| ROWS |
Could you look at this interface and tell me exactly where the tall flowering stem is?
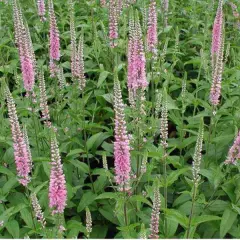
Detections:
[149,184,161,239]
[147,0,158,54]
[109,0,119,48]
[86,207,92,238]
[128,11,148,95]
[37,0,46,22]
[186,119,204,238]
[69,0,77,77]
[48,0,61,77]
[76,34,86,91]
[100,0,107,7]
[162,0,169,27]
[160,89,168,232]
[49,133,67,215]
[210,0,224,108]
[114,73,131,191]
[30,193,46,229]
[23,126,33,170]
[39,71,51,127]
[5,86,32,186]
[13,0,35,95]
[225,131,240,164]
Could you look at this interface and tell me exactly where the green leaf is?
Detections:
[192,215,221,225]
[208,200,229,212]
[33,181,48,194]
[0,166,14,177]
[96,192,119,200]
[67,148,84,158]
[87,132,111,150]
[6,220,19,239]
[2,177,18,195]
[99,206,119,225]
[77,192,97,212]
[165,219,178,238]
[69,159,89,173]
[90,225,108,239]
[167,167,190,186]
[20,208,33,229]
[220,208,237,238]
[165,209,188,228]
[97,71,109,88]
[130,195,152,207]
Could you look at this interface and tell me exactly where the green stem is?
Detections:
[82,90,95,193]
[25,187,37,238]
[187,182,197,238]
[30,95,40,156]
[163,148,167,237]
[123,186,128,226]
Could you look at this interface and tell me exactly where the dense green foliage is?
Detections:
[0,0,240,238]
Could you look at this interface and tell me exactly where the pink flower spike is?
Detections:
[211,0,223,57]
[20,54,35,92]
[109,0,119,48]
[37,0,46,22]
[114,72,131,191]
[147,0,158,53]
[49,135,67,214]
[225,131,240,164]
[5,87,32,186]
[128,12,148,95]
[49,0,60,61]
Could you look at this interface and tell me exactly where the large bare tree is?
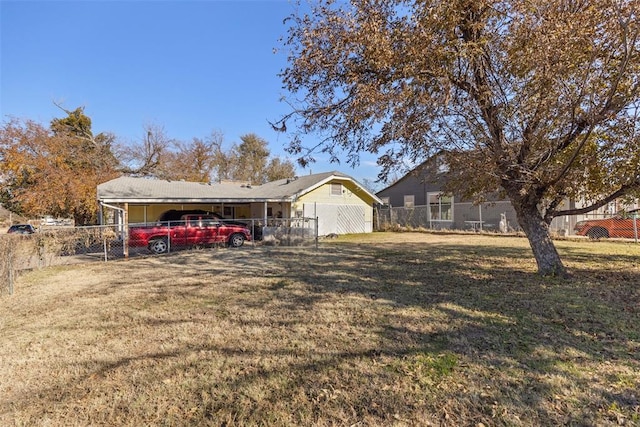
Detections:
[274,0,640,275]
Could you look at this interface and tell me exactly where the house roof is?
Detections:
[98,171,380,203]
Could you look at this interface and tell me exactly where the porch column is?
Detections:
[122,203,129,259]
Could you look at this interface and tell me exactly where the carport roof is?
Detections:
[97,171,380,203]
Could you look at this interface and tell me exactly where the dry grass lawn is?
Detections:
[0,233,640,426]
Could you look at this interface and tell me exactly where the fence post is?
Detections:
[7,253,13,295]
[167,221,171,254]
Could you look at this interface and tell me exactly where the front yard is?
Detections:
[0,233,640,426]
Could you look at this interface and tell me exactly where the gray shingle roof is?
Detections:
[98,171,377,203]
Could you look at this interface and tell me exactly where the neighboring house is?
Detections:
[376,161,518,231]
[98,172,381,236]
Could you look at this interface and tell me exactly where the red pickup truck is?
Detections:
[129,214,251,254]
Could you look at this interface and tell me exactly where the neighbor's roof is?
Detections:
[98,171,379,203]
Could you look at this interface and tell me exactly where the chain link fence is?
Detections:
[375,202,640,242]
[0,218,318,294]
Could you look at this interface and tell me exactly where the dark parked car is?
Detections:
[7,224,36,234]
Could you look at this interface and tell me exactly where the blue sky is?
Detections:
[0,0,379,187]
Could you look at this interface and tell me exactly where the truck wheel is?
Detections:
[229,233,244,248]
[149,239,169,254]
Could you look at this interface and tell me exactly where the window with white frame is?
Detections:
[404,194,416,208]
[427,193,453,221]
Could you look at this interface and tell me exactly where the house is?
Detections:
[376,160,518,232]
[98,171,381,236]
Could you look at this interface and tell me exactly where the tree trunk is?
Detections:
[514,203,567,277]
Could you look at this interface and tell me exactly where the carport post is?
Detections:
[122,202,129,259]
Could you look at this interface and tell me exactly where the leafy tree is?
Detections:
[274,0,640,275]
[0,108,118,224]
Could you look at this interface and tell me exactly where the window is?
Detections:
[427,193,453,221]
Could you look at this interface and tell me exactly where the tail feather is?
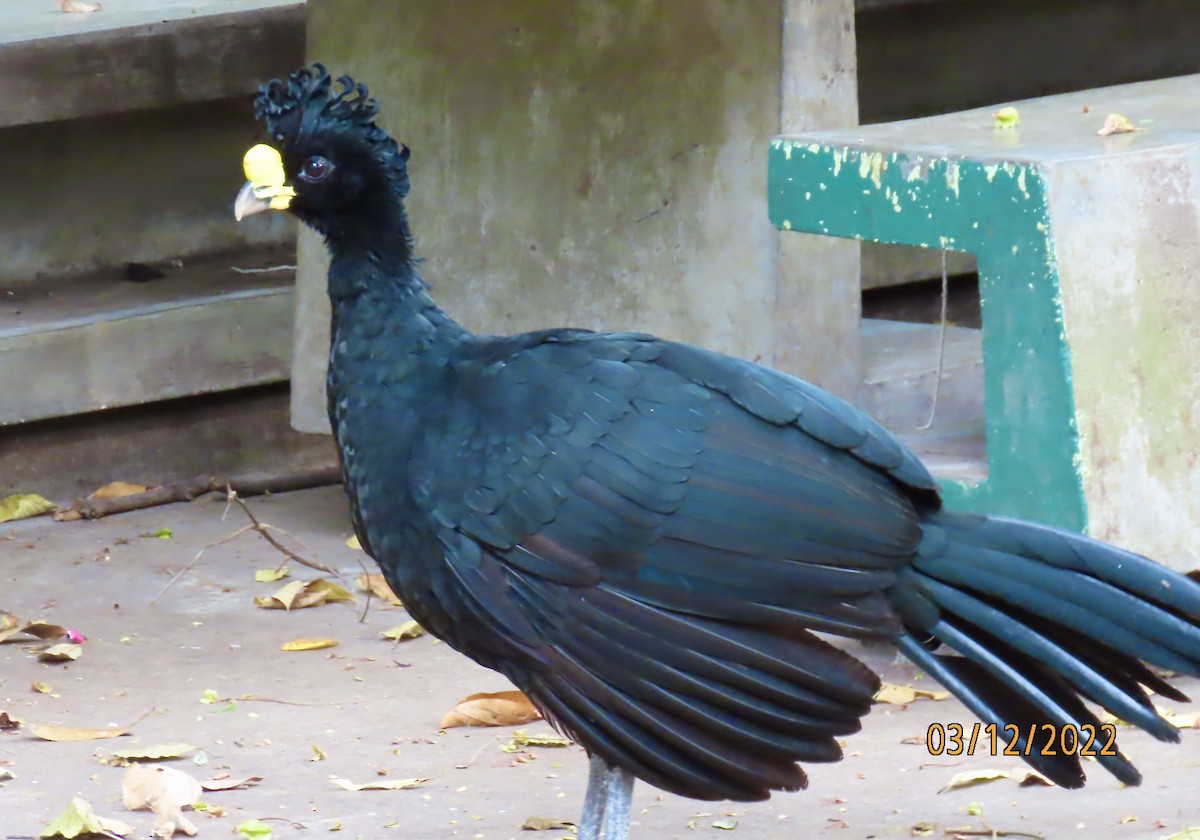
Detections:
[888,511,1200,787]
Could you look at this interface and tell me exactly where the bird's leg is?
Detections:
[604,767,634,840]
[576,756,608,840]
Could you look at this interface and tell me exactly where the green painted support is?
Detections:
[768,138,1087,530]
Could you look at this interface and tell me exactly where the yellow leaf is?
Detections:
[280,638,337,650]
[512,730,575,746]
[379,619,425,642]
[330,776,428,791]
[113,744,196,761]
[875,683,950,706]
[0,493,55,522]
[88,481,150,499]
[440,691,541,730]
[238,820,271,840]
[355,574,402,607]
[121,764,204,840]
[254,577,354,611]
[938,770,1012,793]
[521,817,575,832]
[1096,114,1138,137]
[996,106,1021,128]
[37,642,83,662]
[200,776,263,791]
[38,797,133,840]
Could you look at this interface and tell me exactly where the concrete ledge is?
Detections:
[0,248,294,425]
[0,0,305,127]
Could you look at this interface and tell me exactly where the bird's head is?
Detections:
[234,64,408,235]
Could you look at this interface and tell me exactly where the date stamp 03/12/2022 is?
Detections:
[925,724,1117,757]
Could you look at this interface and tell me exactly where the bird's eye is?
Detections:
[300,155,334,184]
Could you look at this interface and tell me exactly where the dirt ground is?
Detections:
[0,488,1200,840]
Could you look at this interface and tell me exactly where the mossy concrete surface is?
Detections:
[294,0,782,428]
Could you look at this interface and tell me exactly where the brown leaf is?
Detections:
[329,776,428,791]
[355,572,403,607]
[254,577,354,611]
[88,481,150,499]
[280,638,337,650]
[521,817,575,832]
[875,683,950,706]
[379,619,425,642]
[938,769,1012,793]
[37,642,83,662]
[121,764,203,840]
[200,776,263,791]
[440,691,541,730]
[24,715,145,740]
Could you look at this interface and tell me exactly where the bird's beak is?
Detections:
[233,143,295,222]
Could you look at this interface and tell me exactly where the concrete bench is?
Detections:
[768,76,1200,568]
[0,0,305,425]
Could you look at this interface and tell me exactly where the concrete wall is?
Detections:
[293,0,806,431]
[1048,145,1200,570]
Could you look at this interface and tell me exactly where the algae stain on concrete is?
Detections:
[308,0,781,355]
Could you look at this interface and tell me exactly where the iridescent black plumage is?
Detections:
[250,66,1200,799]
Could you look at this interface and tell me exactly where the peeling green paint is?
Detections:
[768,145,1086,530]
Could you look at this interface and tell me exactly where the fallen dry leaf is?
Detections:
[113,744,196,761]
[200,776,263,791]
[521,817,575,832]
[440,691,541,730]
[121,764,203,840]
[379,619,426,642]
[280,638,337,650]
[38,797,133,840]
[355,572,403,607]
[37,642,83,662]
[875,683,950,706]
[329,776,428,791]
[88,481,150,499]
[500,730,575,752]
[23,712,150,740]
[254,577,354,611]
[0,493,55,522]
[1096,114,1138,137]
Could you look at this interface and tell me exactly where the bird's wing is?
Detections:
[414,335,936,799]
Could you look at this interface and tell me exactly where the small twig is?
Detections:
[229,265,296,274]
[917,248,950,431]
[942,823,1045,840]
[54,466,342,522]
[228,487,344,582]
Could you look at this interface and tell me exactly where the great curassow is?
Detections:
[235,65,1200,840]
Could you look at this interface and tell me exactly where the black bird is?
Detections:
[235,65,1200,840]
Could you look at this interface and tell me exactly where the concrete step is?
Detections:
[0,0,305,127]
[857,319,988,484]
[0,246,295,425]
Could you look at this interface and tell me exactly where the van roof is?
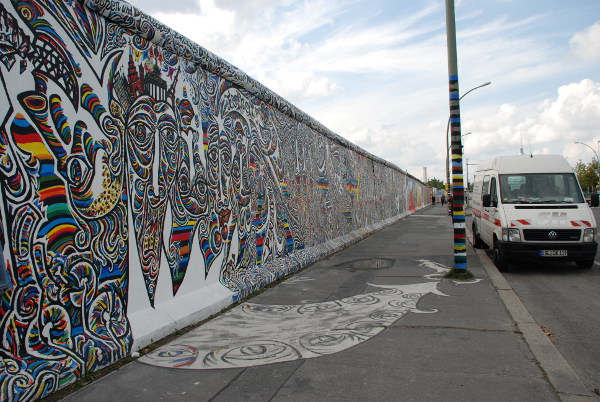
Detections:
[477,155,573,174]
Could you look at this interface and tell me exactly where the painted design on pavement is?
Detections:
[140,260,478,369]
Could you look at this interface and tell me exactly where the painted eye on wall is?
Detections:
[67,155,92,186]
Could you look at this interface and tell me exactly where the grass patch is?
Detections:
[444,268,475,281]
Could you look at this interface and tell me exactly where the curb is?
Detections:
[466,225,599,402]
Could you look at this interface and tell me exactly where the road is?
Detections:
[474,208,600,391]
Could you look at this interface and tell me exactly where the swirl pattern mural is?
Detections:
[0,0,428,400]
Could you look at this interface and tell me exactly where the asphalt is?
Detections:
[64,204,599,401]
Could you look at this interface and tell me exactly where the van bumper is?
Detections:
[498,242,598,261]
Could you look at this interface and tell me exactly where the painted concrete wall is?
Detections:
[0,0,430,400]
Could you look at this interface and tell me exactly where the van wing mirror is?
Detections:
[482,194,498,208]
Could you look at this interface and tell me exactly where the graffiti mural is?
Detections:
[0,0,428,400]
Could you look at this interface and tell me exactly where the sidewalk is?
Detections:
[64,204,594,401]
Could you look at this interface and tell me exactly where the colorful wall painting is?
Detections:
[0,0,428,401]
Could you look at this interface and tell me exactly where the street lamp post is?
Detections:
[446,81,491,190]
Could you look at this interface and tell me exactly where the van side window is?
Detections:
[490,177,498,205]
[481,175,490,201]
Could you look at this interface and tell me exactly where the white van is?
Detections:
[471,155,598,270]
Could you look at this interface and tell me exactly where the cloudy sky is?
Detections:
[124,0,600,185]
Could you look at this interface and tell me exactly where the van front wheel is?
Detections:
[492,241,510,272]
[575,260,594,269]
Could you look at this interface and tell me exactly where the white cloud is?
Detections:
[569,22,600,60]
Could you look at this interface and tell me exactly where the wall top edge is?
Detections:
[78,0,421,182]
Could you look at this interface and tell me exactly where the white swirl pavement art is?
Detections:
[139,260,476,369]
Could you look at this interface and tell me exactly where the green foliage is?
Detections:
[575,159,600,191]
[427,177,444,190]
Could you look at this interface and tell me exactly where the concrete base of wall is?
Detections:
[129,212,418,352]
[129,283,233,352]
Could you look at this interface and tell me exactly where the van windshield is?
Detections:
[500,173,585,204]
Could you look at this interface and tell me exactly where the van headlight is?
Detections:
[502,228,521,242]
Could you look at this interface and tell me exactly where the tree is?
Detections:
[427,177,444,190]
[575,159,598,192]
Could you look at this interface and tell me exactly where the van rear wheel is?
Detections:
[472,222,485,248]
[492,241,510,272]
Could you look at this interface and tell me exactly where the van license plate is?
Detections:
[540,250,567,257]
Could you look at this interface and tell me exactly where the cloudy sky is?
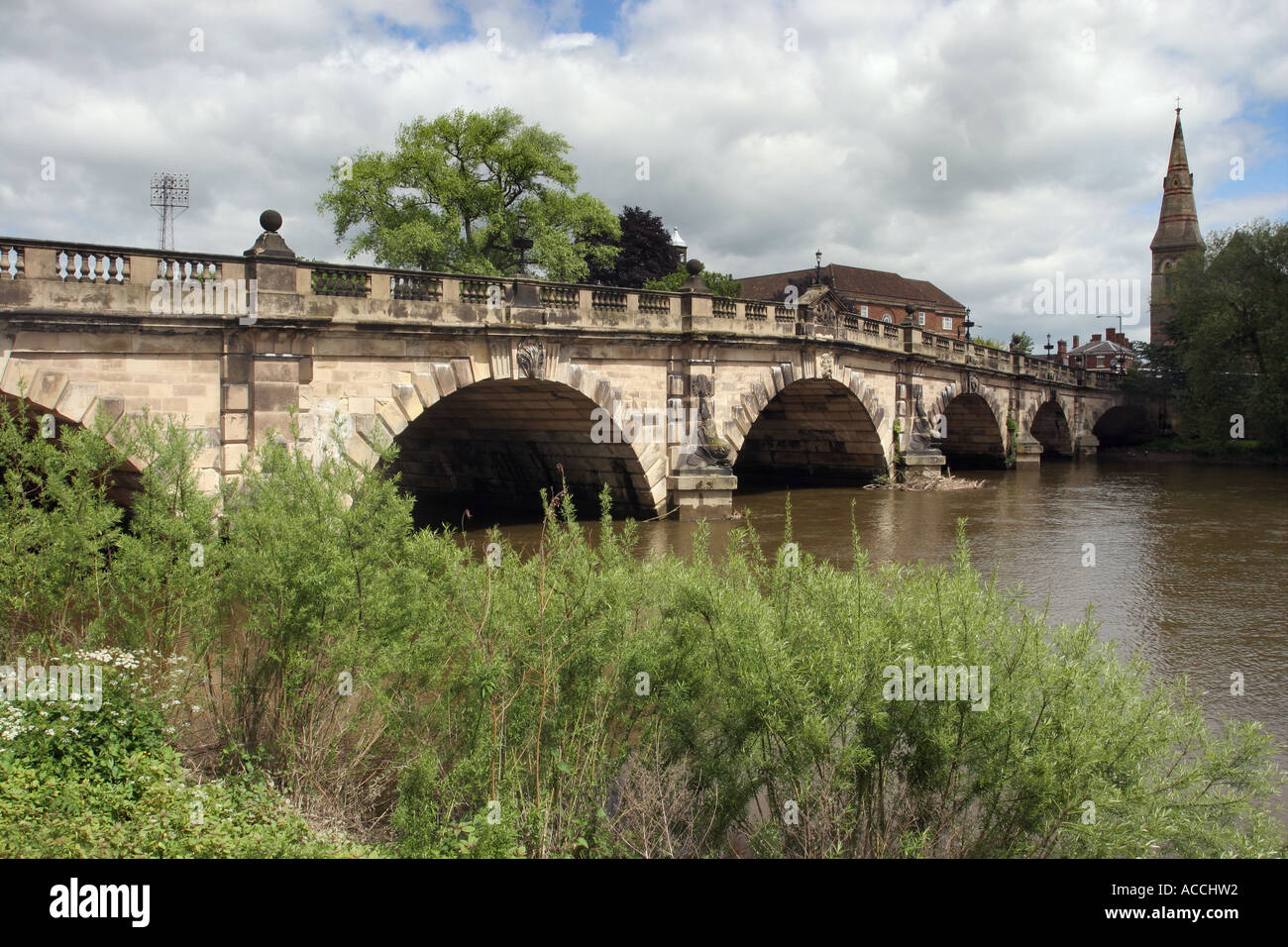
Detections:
[0,0,1288,344]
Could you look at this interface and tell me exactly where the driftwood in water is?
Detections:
[864,474,984,492]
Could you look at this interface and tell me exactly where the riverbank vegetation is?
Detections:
[0,406,1284,857]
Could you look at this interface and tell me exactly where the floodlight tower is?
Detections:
[152,172,188,252]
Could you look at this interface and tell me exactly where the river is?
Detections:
[471,459,1288,818]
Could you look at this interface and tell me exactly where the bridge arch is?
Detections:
[1091,404,1154,447]
[0,352,147,507]
[927,377,1006,468]
[1029,399,1073,458]
[318,344,666,526]
[730,372,890,488]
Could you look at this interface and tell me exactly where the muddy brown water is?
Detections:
[458,459,1288,822]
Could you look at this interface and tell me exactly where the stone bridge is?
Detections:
[0,211,1128,522]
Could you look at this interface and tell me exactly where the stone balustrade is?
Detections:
[0,237,1120,389]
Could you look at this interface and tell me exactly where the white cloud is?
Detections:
[0,0,1288,336]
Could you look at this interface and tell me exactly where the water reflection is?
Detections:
[458,460,1288,814]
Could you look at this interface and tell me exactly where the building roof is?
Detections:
[738,264,966,310]
[1065,339,1134,356]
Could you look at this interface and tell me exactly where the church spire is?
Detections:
[1149,106,1203,256]
[1149,105,1205,343]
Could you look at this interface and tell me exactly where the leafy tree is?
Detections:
[1012,333,1033,356]
[590,207,675,290]
[1145,220,1288,447]
[644,263,742,299]
[318,108,621,281]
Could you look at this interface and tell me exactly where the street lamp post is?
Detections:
[510,214,541,309]
[510,214,532,275]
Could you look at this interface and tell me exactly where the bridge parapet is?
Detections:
[0,235,1118,389]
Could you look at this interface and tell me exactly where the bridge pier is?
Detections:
[1015,433,1042,467]
[666,468,738,522]
[1073,430,1100,460]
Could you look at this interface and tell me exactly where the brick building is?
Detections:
[738,264,966,339]
[1053,329,1136,371]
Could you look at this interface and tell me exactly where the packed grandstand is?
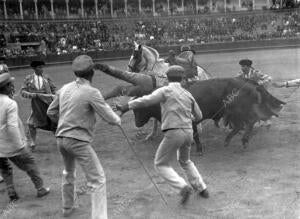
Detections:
[0,0,300,57]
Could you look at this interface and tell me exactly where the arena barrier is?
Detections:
[6,38,300,69]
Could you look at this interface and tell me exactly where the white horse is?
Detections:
[128,42,212,80]
[128,42,211,139]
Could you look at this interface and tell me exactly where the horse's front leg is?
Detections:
[224,125,242,147]
[193,123,204,155]
[145,119,158,140]
[242,122,254,148]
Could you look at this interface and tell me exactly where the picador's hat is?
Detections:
[30,60,45,68]
[239,59,252,67]
[72,55,94,77]
[166,65,184,78]
[0,73,15,88]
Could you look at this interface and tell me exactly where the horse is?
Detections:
[128,42,212,80]
[128,41,212,143]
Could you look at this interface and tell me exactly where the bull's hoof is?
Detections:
[196,151,203,156]
[145,133,156,141]
[242,138,249,148]
[224,141,229,148]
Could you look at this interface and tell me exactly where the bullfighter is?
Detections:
[21,61,56,151]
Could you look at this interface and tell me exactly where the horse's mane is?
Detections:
[143,45,163,62]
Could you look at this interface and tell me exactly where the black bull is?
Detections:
[133,78,285,152]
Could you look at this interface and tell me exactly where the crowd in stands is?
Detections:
[0,10,300,56]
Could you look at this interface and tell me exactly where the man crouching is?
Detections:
[0,73,50,202]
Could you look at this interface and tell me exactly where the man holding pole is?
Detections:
[47,55,121,219]
[117,65,209,204]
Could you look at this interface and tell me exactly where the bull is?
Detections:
[133,78,285,153]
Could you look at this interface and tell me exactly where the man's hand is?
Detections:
[22,92,37,99]
[116,103,129,116]
[272,82,285,88]
[94,63,109,72]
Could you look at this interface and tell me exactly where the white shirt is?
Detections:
[34,74,43,90]
[0,94,26,157]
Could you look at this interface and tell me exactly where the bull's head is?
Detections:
[133,104,161,127]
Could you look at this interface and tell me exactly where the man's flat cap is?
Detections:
[239,59,252,67]
[72,55,94,74]
[166,65,184,78]
[0,73,15,87]
[30,60,45,68]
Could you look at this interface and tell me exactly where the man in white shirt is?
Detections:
[117,65,209,204]
[0,56,9,74]
[47,55,121,219]
[21,61,55,151]
[0,73,50,202]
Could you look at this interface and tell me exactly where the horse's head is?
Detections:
[128,42,147,72]
[128,42,159,72]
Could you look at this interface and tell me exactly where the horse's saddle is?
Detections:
[166,51,198,78]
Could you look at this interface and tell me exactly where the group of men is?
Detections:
[0,52,300,219]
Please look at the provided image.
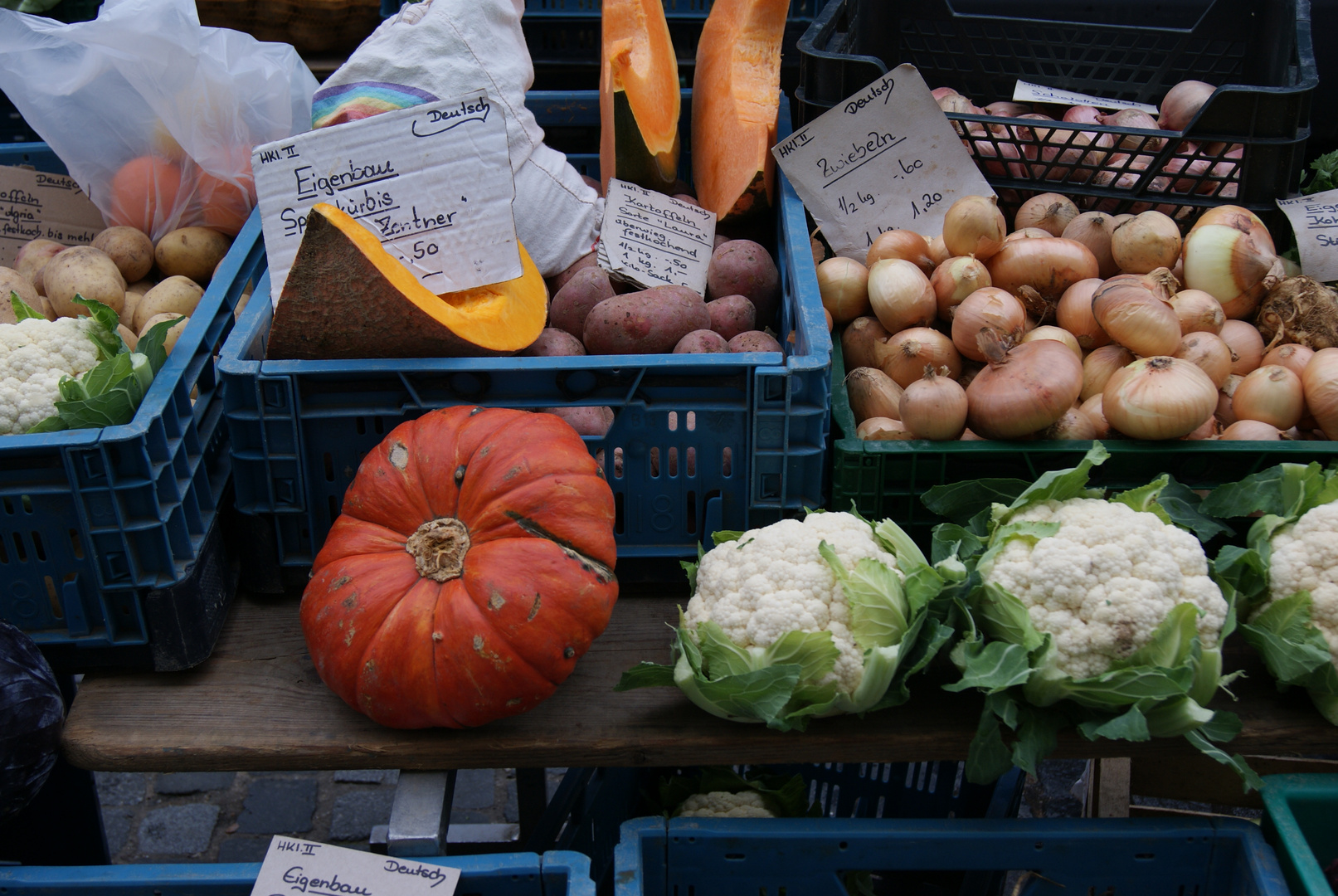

| WHAT IS NEEDED |
Reproduce verbatim the data from the line with "bull's hoof is?" up to and including the last line, leaving out the pictures.

| EXERCISE SOLUTION |
Could you look at this interface and tell me exactly where the bull's hoof is?
Detections:
[196,151,203,156]
[145,133,156,141]
[242,138,249,148]
[224,141,229,148]
Could you look at this interface and tell me exactly where the bullfighter is?
Detections:
[21,61,56,151]
Could you look at this interface and tell me exactly where the horse's mane is?
Detections:
[143,45,163,62]
Could you look at this interface and tell me exactly where the black bull is?
Detections:
[133,78,285,152]
Could you look at this interface and tell me exactly where the crowd in stands is?
Detections:
[0,10,300,56]
Could you look at this interface and tell me exactly where the man crouching is?
Detections:
[0,73,50,202]
Could you look at this interface and tell me exactly where the man holding pole is?
Detections:
[47,55,121,219]
[117,65,209,204]
Could you look at this interface and tell me exactly where the bull is?
Detections:
[133,78,285,153]
Could you look at this interface and tell me exactly where the man's hand is?
Detections:
[22,92,37,99]
[116,103,129,116]
[272,82,285,88]
[94,63,109,72]
Could you look at this interface and tell me exactly where the white shirt is?
Detections:
[34,74,43,90]
[0,94,26,157]
Could you look at this interface and tell me exactly where the bull's head is?
Detections:
[133,104,161,127]
Could you look at this interface and tell me exactly where the man's flat cap is?
Detections:
[239,59,252,67]
[72,55,94,74]
[166,65,184,78]
[0,73,15,87]
[30,60,45,68]
Could you look at this interface and tell me exactly where the man in white shirt is?
Detections:
[117,65,209,204]
[0,56,9,74]
[47,55,121,219]
[21,61,55,151]
[0,73,50,202]
Could you look at this interface and tell me exactly where the horse's head is?
Detections:
[128,42,147,72]
[128,42,159,72]
Could you look at this interface and tell me exactly where the horse's saddle is?
Detections:
[166,51,198,78]
Could you look at this interface and tell me exactly where the group of men is?
Detections:
[0,52,300,219]
Please look at the provided image.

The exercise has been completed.